#### Kutipan Sumber:
....
Meneropong Terobosan Kebijakan Kabinet Baru Dalam Mendorong Pertumbuhan Ekonomi

Sunday 20 Oct 2019, 11 : 22 am
by
Said Abdullah
MH. Said Abdullah, Anggota DPR RI dan Ketua DPP PDI Perjuangan Bidang Perekonomian Periode 2019-2024

Oleh: MH. Said Abdullah

Pasca dilantik menjadi Presiden dan Wakil Presiden Republik Indonesia pada tanggal 20 Oktober 2019, tidak adalagi istilah bulan madu bagi Presiden Joko Widodo dan Wakil Presiden K.H. Ma’ruf Amin. Keduanya harus langsung membentuk dan segera mengumumkan kabinet yang akan membantu mereka dalam mengelola pemerintahan dalam lima tahun kedepan.

Sehingga visi dan misi serta janji kampanye yang kemudian tertuang dalam Rencana Pembangunan Jangka Menengah (RPJMN) 2019-2024 akan bisa segera terwujud.
....
#### Cuplikan Data:
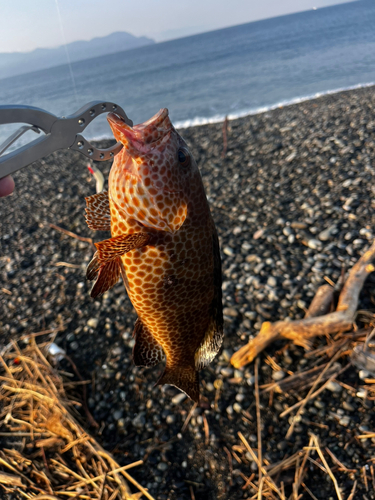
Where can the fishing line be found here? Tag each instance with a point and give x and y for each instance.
(67, 52)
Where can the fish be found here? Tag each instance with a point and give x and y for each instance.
(165, 246)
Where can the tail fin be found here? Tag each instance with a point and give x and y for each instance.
(185, 378)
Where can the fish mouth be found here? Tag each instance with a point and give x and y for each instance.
(144, 137)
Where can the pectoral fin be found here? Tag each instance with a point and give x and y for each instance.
(106, 263)
(98, 213)
(146, 351)
(119, 245)
(108, 276)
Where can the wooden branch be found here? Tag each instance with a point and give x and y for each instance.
(321, 303)
(300, 331)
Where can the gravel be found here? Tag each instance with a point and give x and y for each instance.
(293, 201)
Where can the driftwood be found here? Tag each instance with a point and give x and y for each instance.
(301, 331)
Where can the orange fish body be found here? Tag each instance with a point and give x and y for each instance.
(164, 244)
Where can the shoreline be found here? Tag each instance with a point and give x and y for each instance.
(293, 204)
(200, 121)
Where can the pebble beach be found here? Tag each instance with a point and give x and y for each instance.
(293, 203)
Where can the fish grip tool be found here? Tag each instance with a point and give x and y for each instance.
(59, 133)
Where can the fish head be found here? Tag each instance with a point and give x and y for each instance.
(151, 176)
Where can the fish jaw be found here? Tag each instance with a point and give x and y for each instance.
(144, 182)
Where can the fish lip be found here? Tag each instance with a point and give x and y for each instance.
(134, 139)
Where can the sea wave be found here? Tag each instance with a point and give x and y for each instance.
(200, 120)
(218, 118)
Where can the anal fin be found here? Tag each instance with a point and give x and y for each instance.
(98, 213)
(185, 378)
(146, 351)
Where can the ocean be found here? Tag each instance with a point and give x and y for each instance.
(235, 71)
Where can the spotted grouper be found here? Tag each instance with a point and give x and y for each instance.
(165, 247)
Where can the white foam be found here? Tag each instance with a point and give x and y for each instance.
(218, 118)
(200, 120)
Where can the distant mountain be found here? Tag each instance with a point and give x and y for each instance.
(17, 63)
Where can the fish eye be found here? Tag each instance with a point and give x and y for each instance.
(183, 157)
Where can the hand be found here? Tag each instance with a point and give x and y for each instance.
(6, 186)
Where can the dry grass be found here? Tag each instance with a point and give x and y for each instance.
(50, 456)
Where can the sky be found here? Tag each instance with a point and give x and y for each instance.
(26, 25)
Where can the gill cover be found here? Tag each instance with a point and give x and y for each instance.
(147, 179)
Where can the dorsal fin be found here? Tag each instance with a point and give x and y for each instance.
(146, 351)
(98, 213)
(213, 339)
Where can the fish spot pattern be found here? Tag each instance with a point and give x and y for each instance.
(174, 280)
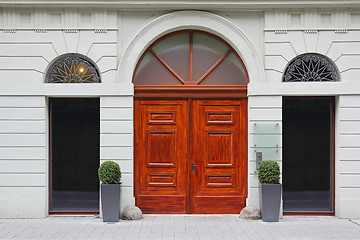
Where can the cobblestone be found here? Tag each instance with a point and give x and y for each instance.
(173, 227)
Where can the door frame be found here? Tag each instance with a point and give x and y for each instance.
(189, 93)
(332, 171)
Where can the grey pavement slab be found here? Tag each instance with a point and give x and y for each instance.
(173, 227)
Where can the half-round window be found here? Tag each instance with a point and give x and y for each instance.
(190, 58)
(311, 68)
(72, 69)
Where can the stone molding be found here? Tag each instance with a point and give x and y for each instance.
(197, 20)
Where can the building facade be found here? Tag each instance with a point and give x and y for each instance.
(297, 102)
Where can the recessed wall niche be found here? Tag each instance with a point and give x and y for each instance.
(25, 18)
(85, 17)
(55, 18)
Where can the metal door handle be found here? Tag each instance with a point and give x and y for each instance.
(193, 167)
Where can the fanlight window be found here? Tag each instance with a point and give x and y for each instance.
(310, 68)
(73, 69)
(190, 58)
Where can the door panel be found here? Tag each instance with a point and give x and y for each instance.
(173, 135)
(161, 155)
(219, 153)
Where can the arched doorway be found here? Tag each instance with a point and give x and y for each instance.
(74, 139)
(190, 149)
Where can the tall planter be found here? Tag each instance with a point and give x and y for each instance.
(269, 176)
(110, 202)
(271, 199)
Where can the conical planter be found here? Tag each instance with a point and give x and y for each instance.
(110, 202)
(271, 197)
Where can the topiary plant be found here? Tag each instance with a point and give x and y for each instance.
(269, 172)
(109, 173)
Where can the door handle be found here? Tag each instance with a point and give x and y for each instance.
(193, 167)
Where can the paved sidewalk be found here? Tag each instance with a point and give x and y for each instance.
(213, 227)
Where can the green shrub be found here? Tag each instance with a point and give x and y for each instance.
(109, 173)
(269, 172)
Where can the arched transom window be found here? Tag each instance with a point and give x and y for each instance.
(72, 69)
(311, 68)
(190, 58)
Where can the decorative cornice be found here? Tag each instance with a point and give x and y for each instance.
(341, 31)
(100, 31)
(280, 31)
(40, 30)
(70, 31)
(9, 31)
(310, 31)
....
#### Soal Singkat A:
Jawablah pertanyaan-pertanyaan ini berdasarkan kutipan sumber tentang kabinet baru, dan tandai setiap jawaban seperti pertanyaannya.
(i) Pada tanggal berapa Presiden dan Wakil Presiden dilantik?
(ii) Siapa yang disebut sebagai Wakil Presiden?
(iii) Dalam rencana apa visi, misi, dan janji kampanye tertuang?
#### Soal Singkat B:
Tuliskan lanjutan kutipan sumber tentang kabinet baru, dimulai setelah kalimat terakhir yang ditampilkan.
Data di atas tidak perlu digunakan.

#### Jawaban A:
(i) 20 Oktober 2019.
(ii) K.H. Ma’ruf Amin.
(iii) Rencana Pembangunan Jangka Menengah (RPJMN) 2019-2024.

#### Jawaban B:
Kabinet Presiden Jokowi Jilid Dua yang terbentuk, harus segera bekerja keras mengingat banyak sekali Pekerjaan Rumah (PR), khususnya dalam bidang ekonomi yang masih tertinggal pada periode pertama.

Presiden dan Wakil Presiden juga harus memastikan bahwa Menteri Bidang Ekonomi yang akan membantunya kelak adalah sosok yang memahami permasalahan bidang ekonomi, pekerja keras dan mau bekerja sama dengan tim ekonomi kabinet.

Presiden Jokowi perlu memberikan perhatian yang lebih besar untuk membenahi sektor ekonomi secara serius, tantangan yang dihadapi oleh ekonomi nasional tidak hanya bersifat domestik tetapi juga global.

Banyak negara yang sudah menyatakan bahwa negara mereka diambang bahkan sudah memasuki masa resesi ekonomi. Jerman, Turki sudah mengalami resesi ekonomi akibat kontraksi pertumbuhan ekonomi sepanjang triwulan I dan II.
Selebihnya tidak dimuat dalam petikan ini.